EXERCISE — Pick out every line of the material below that contains the word "nose", and copy each of those lines. Case counts.
* Start DATASET RECORDS *
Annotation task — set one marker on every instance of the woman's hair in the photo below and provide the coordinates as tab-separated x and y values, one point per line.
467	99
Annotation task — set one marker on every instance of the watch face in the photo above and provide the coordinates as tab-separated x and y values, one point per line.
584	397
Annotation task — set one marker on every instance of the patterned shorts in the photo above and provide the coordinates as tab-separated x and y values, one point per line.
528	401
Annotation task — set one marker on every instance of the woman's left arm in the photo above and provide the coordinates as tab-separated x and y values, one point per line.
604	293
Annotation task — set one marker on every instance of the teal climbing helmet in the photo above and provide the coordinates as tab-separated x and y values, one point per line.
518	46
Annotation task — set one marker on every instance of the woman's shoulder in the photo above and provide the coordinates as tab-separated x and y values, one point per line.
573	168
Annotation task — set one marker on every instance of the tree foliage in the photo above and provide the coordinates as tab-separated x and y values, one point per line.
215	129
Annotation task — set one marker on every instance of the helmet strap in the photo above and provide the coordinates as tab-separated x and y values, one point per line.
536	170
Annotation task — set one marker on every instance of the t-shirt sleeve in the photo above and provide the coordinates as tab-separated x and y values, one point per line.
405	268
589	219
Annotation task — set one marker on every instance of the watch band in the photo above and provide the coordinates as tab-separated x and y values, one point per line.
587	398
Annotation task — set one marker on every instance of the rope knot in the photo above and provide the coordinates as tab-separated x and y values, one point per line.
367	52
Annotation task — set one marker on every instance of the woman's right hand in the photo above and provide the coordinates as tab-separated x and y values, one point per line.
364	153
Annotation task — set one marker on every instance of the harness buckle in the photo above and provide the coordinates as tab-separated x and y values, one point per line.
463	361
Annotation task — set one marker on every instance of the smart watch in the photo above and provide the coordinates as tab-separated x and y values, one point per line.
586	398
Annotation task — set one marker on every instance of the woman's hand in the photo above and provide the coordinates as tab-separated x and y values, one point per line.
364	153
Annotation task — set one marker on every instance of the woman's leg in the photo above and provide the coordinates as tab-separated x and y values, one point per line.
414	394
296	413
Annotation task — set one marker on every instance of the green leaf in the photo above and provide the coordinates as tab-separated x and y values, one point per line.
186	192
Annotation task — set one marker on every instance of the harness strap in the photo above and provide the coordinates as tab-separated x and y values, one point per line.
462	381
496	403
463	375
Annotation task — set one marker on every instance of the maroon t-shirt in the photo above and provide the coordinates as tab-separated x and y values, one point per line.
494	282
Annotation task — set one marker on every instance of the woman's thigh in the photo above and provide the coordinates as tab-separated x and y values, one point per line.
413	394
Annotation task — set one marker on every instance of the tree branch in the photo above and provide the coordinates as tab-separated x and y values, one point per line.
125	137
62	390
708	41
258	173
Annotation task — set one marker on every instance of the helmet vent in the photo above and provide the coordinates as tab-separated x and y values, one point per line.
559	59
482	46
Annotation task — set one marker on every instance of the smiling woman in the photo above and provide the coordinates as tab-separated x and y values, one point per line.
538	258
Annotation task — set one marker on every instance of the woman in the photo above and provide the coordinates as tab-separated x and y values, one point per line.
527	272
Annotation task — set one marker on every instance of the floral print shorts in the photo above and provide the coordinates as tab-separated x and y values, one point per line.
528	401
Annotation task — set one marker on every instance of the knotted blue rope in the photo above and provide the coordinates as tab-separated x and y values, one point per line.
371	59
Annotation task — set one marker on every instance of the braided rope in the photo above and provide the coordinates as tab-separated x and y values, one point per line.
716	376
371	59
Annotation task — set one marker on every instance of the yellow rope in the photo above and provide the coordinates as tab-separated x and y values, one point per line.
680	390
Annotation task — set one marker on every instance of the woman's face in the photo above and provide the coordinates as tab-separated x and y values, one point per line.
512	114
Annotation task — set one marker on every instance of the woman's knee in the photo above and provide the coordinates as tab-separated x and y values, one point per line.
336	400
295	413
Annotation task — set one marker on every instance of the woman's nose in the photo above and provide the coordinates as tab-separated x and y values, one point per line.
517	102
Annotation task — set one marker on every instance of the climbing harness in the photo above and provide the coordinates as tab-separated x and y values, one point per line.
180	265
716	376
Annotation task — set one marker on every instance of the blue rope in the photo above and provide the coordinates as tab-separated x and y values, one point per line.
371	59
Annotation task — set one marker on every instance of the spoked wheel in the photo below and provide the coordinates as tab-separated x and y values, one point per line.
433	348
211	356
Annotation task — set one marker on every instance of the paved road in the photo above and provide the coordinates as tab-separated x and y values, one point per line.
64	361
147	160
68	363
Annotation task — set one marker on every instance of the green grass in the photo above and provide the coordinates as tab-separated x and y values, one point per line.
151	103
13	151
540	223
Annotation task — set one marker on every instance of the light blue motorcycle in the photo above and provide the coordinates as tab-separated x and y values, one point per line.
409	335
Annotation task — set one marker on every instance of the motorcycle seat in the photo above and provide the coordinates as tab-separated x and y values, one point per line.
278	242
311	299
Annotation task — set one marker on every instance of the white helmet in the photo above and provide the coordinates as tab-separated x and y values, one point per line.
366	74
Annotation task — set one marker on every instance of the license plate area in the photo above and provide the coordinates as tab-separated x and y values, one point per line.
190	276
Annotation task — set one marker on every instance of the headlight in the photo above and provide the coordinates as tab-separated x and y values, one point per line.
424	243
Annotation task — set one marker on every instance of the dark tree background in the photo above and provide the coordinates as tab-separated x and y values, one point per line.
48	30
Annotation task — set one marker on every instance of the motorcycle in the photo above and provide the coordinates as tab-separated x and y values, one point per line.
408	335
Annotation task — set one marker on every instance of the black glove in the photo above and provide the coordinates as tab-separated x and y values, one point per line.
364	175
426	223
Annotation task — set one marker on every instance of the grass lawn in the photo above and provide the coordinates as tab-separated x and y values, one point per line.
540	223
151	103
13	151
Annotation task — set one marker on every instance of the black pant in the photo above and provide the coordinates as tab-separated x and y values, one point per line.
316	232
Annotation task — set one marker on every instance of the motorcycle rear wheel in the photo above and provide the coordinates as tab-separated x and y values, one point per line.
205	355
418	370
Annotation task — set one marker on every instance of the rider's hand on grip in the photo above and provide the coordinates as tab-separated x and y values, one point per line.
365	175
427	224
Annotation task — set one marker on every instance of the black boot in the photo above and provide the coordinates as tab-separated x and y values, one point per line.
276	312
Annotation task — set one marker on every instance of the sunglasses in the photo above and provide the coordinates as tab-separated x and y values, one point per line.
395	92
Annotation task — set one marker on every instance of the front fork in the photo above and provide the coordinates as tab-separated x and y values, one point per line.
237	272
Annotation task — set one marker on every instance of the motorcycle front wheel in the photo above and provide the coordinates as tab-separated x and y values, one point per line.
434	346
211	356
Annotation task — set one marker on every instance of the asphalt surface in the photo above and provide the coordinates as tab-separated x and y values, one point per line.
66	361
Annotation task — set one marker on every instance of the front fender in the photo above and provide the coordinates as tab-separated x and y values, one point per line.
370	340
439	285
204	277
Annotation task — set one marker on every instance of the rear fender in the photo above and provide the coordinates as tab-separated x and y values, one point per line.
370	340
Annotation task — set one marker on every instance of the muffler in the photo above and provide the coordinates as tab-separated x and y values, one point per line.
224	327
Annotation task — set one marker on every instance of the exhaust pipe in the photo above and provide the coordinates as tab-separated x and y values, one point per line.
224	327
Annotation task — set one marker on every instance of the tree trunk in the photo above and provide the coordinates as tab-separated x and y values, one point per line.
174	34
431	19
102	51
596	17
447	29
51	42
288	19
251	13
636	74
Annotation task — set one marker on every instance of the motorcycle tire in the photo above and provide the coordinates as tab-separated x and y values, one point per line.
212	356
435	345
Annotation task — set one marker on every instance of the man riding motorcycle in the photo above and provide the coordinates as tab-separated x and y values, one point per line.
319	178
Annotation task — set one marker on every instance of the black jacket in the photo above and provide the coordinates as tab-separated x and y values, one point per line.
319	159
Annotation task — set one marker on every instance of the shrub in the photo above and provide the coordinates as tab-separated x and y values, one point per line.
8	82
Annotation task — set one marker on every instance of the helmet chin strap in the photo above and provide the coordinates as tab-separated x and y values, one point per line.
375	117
* End DATASET RECORDS *
* Start DATASET RECORDS *
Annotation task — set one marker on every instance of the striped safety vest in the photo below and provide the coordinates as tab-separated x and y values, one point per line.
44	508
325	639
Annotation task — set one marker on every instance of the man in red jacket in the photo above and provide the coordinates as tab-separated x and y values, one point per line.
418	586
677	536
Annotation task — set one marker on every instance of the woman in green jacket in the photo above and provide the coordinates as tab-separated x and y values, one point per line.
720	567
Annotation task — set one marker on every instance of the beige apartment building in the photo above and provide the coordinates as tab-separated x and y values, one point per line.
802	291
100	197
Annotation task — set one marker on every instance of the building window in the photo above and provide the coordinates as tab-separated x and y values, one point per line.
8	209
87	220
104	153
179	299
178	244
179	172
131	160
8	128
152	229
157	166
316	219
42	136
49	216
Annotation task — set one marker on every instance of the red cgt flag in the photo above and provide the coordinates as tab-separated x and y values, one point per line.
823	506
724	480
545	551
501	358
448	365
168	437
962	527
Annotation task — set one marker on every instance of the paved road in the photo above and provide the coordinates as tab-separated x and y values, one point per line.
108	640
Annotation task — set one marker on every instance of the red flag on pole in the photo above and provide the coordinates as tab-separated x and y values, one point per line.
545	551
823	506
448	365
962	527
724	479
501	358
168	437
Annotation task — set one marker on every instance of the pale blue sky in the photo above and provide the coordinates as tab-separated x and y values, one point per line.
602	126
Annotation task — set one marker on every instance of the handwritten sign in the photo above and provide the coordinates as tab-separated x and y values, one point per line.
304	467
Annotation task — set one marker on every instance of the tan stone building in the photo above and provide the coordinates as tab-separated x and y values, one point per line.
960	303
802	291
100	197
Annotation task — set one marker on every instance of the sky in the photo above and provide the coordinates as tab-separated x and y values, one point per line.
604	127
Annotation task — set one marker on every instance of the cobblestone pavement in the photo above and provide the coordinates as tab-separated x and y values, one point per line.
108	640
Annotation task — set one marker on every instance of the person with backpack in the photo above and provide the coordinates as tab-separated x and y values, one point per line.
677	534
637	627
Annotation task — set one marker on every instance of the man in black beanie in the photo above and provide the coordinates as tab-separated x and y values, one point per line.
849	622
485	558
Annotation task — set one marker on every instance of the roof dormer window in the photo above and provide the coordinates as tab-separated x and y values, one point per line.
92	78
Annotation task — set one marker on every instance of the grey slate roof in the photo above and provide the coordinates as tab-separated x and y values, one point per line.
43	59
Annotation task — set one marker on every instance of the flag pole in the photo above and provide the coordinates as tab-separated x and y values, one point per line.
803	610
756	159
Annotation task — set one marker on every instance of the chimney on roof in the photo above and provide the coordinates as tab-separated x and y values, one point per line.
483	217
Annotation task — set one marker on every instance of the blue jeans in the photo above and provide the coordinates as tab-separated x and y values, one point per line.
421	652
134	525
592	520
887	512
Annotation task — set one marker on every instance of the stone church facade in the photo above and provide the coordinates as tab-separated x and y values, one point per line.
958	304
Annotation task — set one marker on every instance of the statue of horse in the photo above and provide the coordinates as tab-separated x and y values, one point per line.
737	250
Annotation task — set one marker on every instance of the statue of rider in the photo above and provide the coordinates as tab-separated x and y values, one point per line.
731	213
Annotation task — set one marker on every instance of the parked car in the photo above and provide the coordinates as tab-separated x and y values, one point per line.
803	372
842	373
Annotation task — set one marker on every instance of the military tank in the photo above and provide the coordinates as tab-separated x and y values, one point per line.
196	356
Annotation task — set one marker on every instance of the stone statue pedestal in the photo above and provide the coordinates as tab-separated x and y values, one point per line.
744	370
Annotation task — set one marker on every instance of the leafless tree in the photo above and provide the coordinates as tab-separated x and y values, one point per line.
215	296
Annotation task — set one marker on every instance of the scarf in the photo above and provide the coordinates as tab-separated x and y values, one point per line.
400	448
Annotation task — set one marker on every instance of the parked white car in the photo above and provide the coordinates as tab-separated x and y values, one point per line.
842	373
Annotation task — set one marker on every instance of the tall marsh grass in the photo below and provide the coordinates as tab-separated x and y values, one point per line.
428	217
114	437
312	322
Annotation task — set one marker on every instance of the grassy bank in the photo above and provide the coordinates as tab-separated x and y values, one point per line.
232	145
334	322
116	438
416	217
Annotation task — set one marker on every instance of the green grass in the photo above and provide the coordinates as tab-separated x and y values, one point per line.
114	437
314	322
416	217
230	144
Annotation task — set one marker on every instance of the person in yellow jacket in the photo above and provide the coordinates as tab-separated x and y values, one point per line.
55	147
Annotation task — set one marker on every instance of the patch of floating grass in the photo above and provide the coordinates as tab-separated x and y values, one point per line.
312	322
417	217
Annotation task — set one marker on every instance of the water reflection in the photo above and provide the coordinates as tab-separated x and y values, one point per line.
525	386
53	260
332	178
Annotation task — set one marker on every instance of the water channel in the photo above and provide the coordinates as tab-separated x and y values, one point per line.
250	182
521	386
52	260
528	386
* End DATASET RECORDS *
* Start DATASET RECORDS *
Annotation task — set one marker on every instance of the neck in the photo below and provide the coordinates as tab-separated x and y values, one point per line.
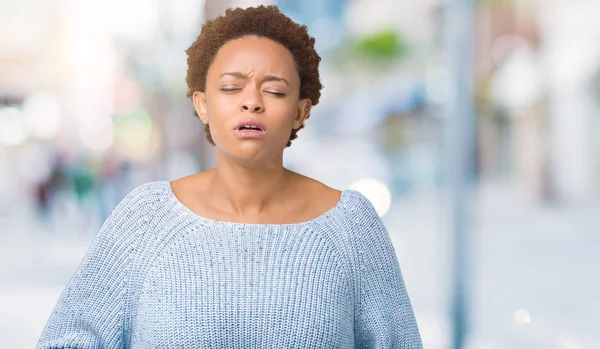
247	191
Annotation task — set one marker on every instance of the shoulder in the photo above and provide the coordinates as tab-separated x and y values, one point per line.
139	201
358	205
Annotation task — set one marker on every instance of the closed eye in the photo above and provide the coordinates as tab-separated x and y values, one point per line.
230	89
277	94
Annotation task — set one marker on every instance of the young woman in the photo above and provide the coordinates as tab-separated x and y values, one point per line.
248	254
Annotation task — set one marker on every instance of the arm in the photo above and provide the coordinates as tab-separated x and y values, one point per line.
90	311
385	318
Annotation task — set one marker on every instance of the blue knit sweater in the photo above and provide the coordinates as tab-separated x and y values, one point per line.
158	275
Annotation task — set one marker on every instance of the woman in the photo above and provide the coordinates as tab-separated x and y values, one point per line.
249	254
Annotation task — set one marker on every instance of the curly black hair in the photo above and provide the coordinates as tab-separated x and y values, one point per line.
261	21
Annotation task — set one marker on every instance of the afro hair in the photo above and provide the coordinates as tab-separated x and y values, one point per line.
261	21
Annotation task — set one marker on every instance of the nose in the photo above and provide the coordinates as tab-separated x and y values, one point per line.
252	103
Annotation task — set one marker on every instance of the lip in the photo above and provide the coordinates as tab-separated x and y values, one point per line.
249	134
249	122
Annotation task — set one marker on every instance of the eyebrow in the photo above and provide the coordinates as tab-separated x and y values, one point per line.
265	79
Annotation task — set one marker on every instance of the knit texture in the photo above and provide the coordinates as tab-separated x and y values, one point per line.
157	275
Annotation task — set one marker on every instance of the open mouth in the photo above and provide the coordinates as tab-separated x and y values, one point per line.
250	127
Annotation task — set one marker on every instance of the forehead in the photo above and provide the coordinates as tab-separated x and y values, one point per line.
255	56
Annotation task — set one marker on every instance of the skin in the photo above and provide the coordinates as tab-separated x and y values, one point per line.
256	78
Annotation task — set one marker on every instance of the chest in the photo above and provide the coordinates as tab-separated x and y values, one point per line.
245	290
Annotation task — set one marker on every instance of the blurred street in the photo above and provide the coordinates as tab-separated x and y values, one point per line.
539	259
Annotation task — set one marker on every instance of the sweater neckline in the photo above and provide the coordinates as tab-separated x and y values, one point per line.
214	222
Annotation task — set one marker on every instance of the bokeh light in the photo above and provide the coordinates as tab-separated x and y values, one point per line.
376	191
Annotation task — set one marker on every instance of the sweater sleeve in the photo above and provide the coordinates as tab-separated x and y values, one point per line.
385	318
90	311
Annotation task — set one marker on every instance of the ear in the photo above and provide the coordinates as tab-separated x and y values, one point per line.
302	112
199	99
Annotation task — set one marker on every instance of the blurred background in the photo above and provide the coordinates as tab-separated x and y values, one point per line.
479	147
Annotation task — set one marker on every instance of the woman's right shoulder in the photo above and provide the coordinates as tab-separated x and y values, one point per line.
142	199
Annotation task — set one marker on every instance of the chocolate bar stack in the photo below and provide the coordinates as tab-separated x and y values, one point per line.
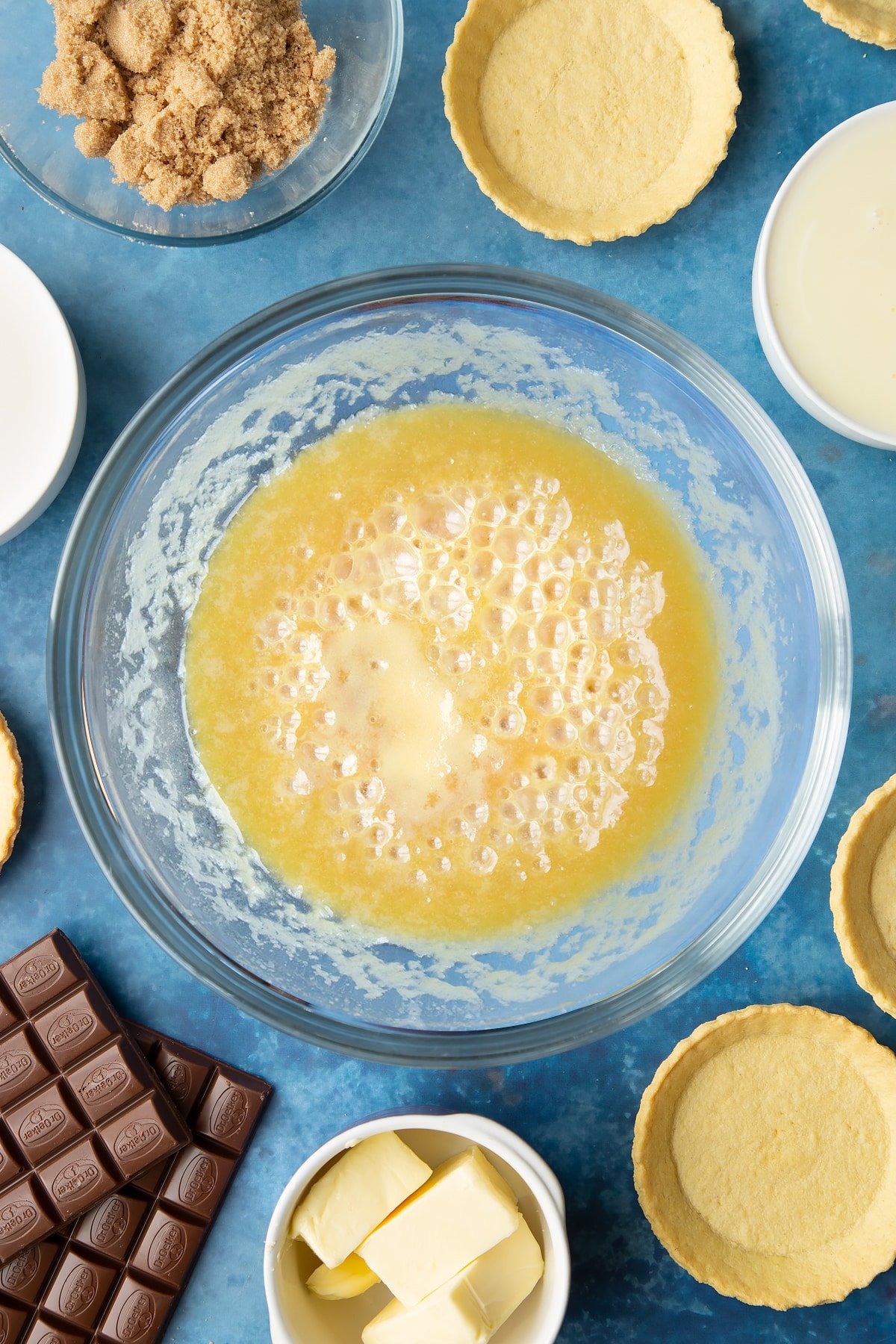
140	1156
* End DATASET RECORDS *
RESPONSE TO THIS EXERCISE —
Annotation task — set one marker on every instance of the woman's nose in the photo above and provide the coordinates as tab-separated x and y values, one point per line.
Annotation task — set one marker on every instance of the nose in the photo above and provide the coordinates as tab-separated x and y values, one point per line.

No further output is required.